● Problem to work on
Omitting every picture, output the records below exactly, please.

● Dataset content
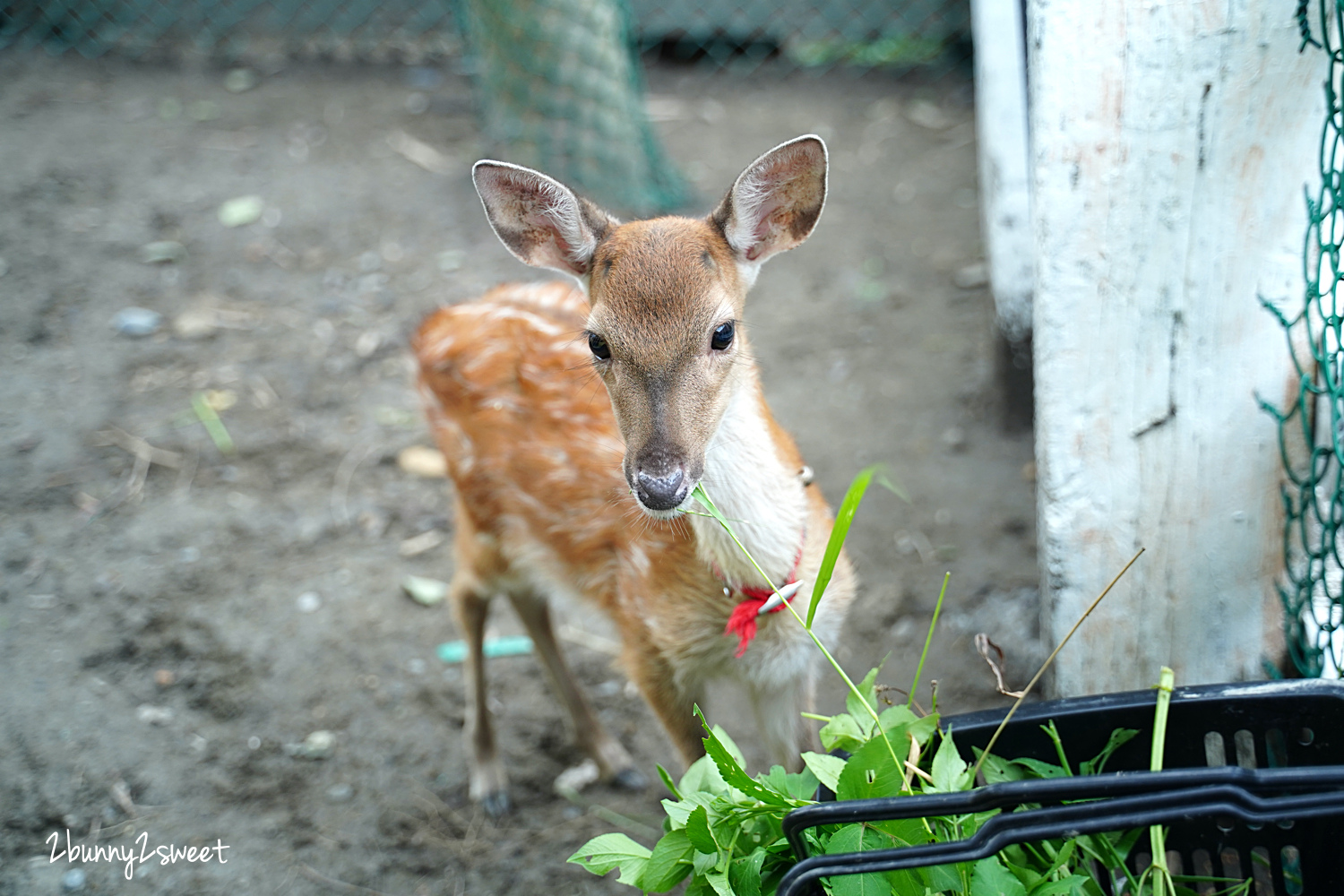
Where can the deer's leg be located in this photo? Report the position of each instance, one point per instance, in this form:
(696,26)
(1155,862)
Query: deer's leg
(613,762)
(488,782)
(779,708)
(672,700)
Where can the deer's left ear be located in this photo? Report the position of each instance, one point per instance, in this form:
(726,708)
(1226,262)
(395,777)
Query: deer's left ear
(776,202)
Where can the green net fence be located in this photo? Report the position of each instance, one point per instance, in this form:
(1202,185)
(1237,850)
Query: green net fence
(559,82)
(1311,427)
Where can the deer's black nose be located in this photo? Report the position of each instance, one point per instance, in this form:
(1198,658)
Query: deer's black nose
(660,492)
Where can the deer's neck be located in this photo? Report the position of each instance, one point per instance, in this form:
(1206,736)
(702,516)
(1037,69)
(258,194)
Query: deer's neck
(757,489)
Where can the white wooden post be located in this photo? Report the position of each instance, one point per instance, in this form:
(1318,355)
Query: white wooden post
(1004,177)
(1171,142)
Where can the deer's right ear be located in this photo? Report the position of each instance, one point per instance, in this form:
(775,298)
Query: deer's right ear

● Answer box
Where can the deer's leg be located in this photo? Report the position of each instance, one point per instance, in this form:
(696,26)
(1155,862)
Query: deer's leg
(613,762)
(488,782)
(779,708)
(672,700)
Where can the deer's left ear be located in this photo? Report the position of each instance, one point per instance, in this form:
(726,708)
(1226,262)
(395,777)
Query: deer's left ear
(776,202)
Where can the green net fence be located in this photo? Report the position of each instance, one point per instance, in this form:
(1202,185)
(1237,850)
Query: green net fence
(559,82)
(1311,427)
Where can the deer's black nose be located in this photo? Report the position of each instance, one point per instance, in this form:
(1198,658)
Query: deer's black nose
(660,492)
Where can the deer's neck be located in this photo? Report the position of each instance, one point per instance, in this form:
(1206,736)
(702,516)
(1037,69)
(258,194)
Query: deer's neck
(757,489)
Where can the white wooden post be located in this photo? Report the position of each instance, one point per instance, in this form:
(1318,355)
Query: white wooden post
(1004,177)
(1171,142)
Where can the deer's right ear be located in this photo? Report the position of each instance, one point per instance, in this form:
(775,298)
Query: deer's right ear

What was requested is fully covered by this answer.